WHAT TO WORK ON:
[1] Name every quarterback mentioned in the Buccaneers article about Josh Freeman.
[2] Carry on the Buccaneers article about Josh Freeman from its final sentence.

Pat Yasinskas, ESPN Staff Writer 11y

Bucs need to stop the Freeman circus

TAMPA, Fla. -- Greg Schiano isn’t a good dancer, so someone please stop the music.

The coach of the 0-4 Tampa Bay Buccaneers spent a good chunk of his Monday doing his best not to directly answer questions about the status of former starting quarterback Josh Freeman.

"I’m not going to be naïve," Schiano said. "There are a lot of factors involved. This is not high school football. It’s professional football. There are salaries and there are contracts and there are those things involved. What I do is I focus on the things that are going to help us win games."

What’s going on around One Buccaneer Place is a soap opera, and it has more of a high school than professional feel. Schiano and Freeman are involved in a standoff that needs to end now because it’s not doing the rest of the team any good.

The Bucs have plenty of other problems to work on as they go through a bye week. They need the couple that already has divorced internally to go ahead and officially separate.

No matter which side you came down on in the original benching of Freeman, it’s pretty clear he can’t be around this team anymore. Intentionally or not, he has become a distraction and the situation has become a circus.

The latest example came Monday afternoon when the locker room was open to the media. Mike Glennon and Dan Orlovsky, the team’s other two quarterbacks, appeared to come out of a meeting. Each of them went to their locker, grabbed some things and left.

A few minutes later, a team employee was seen gathering up a few items at Freeman’s locker. The employee walked into a hallway by the equipment room and handed the stuff to Freeman, who never entered the locker room.

GIVEN INFORMATION:

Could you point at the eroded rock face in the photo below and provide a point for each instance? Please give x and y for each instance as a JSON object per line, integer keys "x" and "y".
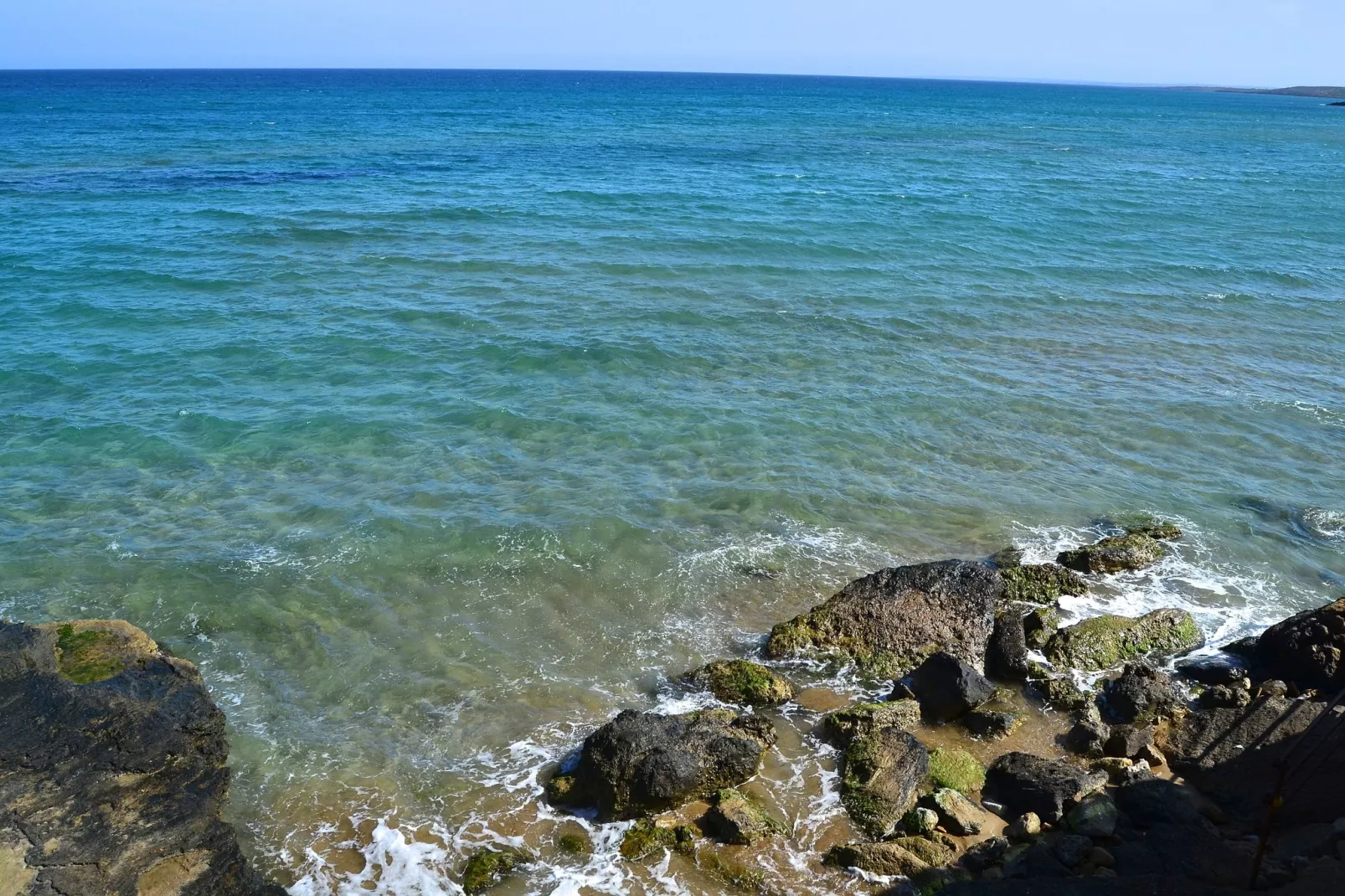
{"x": 112, "y": 769}
{"x": 890, "y": 621}
{"x": 643, "y": 763}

ANSWERS FOR THE EXERCISE:
[1] Josh Freeman, Mike Glennon, Dan Orlovsky

[2]
If there’s any logic in the building, Freeman should never enter the locker room again. In an exclusive interview with ESPN last week, Freeman said he would like to be traded.

So trade the guy -- if you can. Minnesota and Tennessee look desperate for quarterback help, but are they desperate enough to take a shot on Freeman after watching what has happened the past few weeks? Is anybody going to get more desperate in the days before the Oct. 29 trade deadline?

Maybe and maybe not. If the Bucs want to wait to see if someone pushes the panic button and gives them a draft pick for Freeman, they should do what former coach Jon Gruden did to former receiver Keyshawn Johnson back in the day. They should send Freeman home, pay him to stay away and keep his rights.

Or there’s another option. The Bucs could go ahead and just release Freeman now. It would mean giving up on a former first-round draft pick and that never looks good.

But the Bucs already have given up on Freeman and the whole thing has been ugly. There’s no sense dragging this out any longer.

The Bucs need to stop the music.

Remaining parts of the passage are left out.